Trecho selecionado »
|---|
Eduardo Bueno pode ser atribuído como um dos principais disseminadores da geração de Keruac, Ginsberg, Burroughs, entre tantos outros que durante a década de 1950 compuseram a beat generation (Geração Beat). Jornalista e escritor, Peninha, como é conhecido, traduziu On the Road, e fez com que o movimento de fato aterrissasse na Ilha de Vera Cruz, ou Terra de Santa Cruz. Melhor dizendo, na Terra dos Papagaios. Sim, pois todos esses nomes antecederam ao que hoje conhecemos como Brasil. E não: não somente devido à árvore da qual se poderia se confeccionar a tinta vermelha que tingiria os tecidos dos nobres europeus.
|---|
Itens de uma fonte de dados
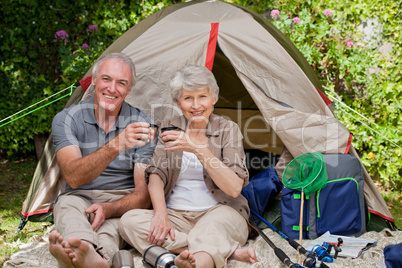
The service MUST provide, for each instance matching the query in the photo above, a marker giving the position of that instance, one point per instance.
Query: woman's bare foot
(244, 254)
(57, 249)
(185, 260)
(84, 255)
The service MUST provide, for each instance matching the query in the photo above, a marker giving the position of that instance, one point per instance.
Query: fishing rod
(310, 260)
(278, 252)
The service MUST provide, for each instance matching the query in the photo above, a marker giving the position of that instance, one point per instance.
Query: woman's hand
(180, 140)
(160, 228)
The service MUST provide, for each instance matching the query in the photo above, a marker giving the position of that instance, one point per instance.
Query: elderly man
(102, 148)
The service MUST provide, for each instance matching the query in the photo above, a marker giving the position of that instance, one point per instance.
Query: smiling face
(112, 85)
(196, 105)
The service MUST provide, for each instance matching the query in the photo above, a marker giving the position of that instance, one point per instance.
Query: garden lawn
(15, 179)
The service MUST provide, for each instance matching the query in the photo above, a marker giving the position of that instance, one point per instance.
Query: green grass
(15, 179)
(394, 200)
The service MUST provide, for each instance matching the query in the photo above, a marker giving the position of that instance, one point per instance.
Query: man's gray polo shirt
(77, 125)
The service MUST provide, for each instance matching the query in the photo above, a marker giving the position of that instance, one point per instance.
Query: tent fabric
(266, 85)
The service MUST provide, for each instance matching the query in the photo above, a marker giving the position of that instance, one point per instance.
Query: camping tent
(266, 84)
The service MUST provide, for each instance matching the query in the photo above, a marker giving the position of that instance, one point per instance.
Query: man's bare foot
(244, 254)
(185, 260)
(84, 255)
(57, 249)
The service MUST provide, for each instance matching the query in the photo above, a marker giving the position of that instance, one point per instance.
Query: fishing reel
(155, 256)
(323, 253)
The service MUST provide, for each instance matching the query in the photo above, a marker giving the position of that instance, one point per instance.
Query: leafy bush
(46, 46)
(364, 83)
(37, 63)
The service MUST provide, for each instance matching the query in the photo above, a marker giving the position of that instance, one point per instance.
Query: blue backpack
(261, 188)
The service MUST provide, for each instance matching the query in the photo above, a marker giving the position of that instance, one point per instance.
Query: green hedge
(365, 84)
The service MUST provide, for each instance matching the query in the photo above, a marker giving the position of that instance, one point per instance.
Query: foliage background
(35, 64)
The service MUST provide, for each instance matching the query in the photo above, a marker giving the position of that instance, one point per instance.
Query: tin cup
(169, 129)
(151, 138)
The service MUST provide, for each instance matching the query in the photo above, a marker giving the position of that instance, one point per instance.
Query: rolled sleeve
(64, 131)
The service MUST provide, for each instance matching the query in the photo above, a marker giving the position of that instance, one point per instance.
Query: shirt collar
(212, 126)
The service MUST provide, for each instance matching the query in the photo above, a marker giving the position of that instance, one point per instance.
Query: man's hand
(160, 228)
(135, 134)
(99, 215)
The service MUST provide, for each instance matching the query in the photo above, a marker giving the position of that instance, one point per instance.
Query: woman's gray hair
(193, 77)
(123, 58)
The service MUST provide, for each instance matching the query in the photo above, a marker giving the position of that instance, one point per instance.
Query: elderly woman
(195, 179)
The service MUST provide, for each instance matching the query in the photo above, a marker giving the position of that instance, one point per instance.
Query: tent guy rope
(71, 88)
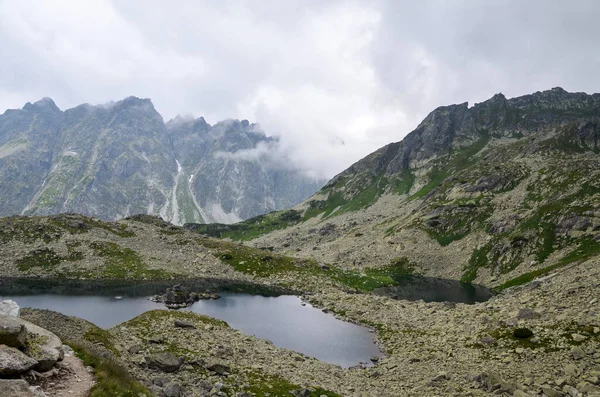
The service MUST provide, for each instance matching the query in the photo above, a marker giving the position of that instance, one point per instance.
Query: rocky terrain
(503, 193)
(34, 362)
(496, 193)
(121, 158)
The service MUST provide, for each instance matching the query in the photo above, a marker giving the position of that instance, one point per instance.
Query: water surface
(282, 320)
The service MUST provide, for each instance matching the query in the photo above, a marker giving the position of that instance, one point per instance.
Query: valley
(504, 195)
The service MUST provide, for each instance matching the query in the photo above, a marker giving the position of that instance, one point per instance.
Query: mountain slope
(120, 159)
(497, 193)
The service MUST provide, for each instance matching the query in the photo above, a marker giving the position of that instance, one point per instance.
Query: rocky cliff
(120, 159)
(497, 193)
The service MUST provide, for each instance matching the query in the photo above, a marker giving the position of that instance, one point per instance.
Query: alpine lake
(282, 318)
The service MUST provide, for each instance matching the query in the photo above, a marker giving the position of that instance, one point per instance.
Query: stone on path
(164, 361)
(19, 388)
(12, 332)
(14, 362)
(9, 308)
(44, 346)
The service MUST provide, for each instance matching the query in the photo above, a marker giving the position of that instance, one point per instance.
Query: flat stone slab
(43, 346)
(12, 332)
(18, 388)
(164, 361)
(9, 308)
(14, 362)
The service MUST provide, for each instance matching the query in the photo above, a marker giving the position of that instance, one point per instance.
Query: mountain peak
(135, 101)
(43, 104)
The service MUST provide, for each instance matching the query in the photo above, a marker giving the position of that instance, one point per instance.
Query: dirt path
(73, 379)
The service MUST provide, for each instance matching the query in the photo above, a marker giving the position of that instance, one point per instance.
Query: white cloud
(334, 80)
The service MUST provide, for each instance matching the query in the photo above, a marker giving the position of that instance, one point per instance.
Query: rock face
(43, 346)
(18, 388)
(9, 308)
(484, 194)
(164, 361)
(14, 362)
(118, 160)
(12, 332)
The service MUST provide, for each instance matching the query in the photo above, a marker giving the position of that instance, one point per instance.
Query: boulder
(18, 388)
(12, 332)
(43, 346)
(173, 390)
(220, 369)
(528, 314)
(13, 362)
(183, 324)
(164, 361)
(9, 308)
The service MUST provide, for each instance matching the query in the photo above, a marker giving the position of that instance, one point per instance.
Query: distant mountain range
(497, 193)
(112, 161)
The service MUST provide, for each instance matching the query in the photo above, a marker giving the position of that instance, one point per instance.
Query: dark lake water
(281, 319)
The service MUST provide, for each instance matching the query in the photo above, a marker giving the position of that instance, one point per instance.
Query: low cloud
(332, 80)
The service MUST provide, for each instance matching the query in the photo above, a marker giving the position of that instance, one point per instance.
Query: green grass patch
|---|
Exercícios propostos »
(A) Com base no trecho sobre Eduardo Bueno, responda:
(i) Por qual apelido Eduardo Bueno é conhecido?
(ii) Que obra ele traduziu?
(iii) Em que década a Geração Beat se formou?
(B) Reproduza fielmente a passagem do trecho sobre Eduardo Bueno que vai de "Eduardo Bueno pode" até "dos nobres europeus.".
Baseie-se somente no trecho sobre Eduardo Bueno.

Respostas »
(A)
(i) Peninha.
(ii) On the Road.
(iii) Na década de 1950.

(B)
Eduardo Bueno pode ser atribuído como um dos principais disseminadores da geração de Keruac, Ginsberg, Burroughs, entre tantos outros que durante a década de 1950 compuseram a beat generation (Geração Beat). Jornalista e escritor, Peninha, como é conhecido, traduziu On the Road, e fez com que o movimento de fato aterrissasse na Ilha de Vera Cruz, ou Terra de Santa Cruz. Melhor dizendo, na Terra dos Papagaios. Sim, pois todos esses nomes antecederam ao que hoje conhecemos como Brasil. E não: não somente devido à árvore da qual se poderia se confeccionar a tinta vermelha que tingiria os tecidos dos nobres europeus.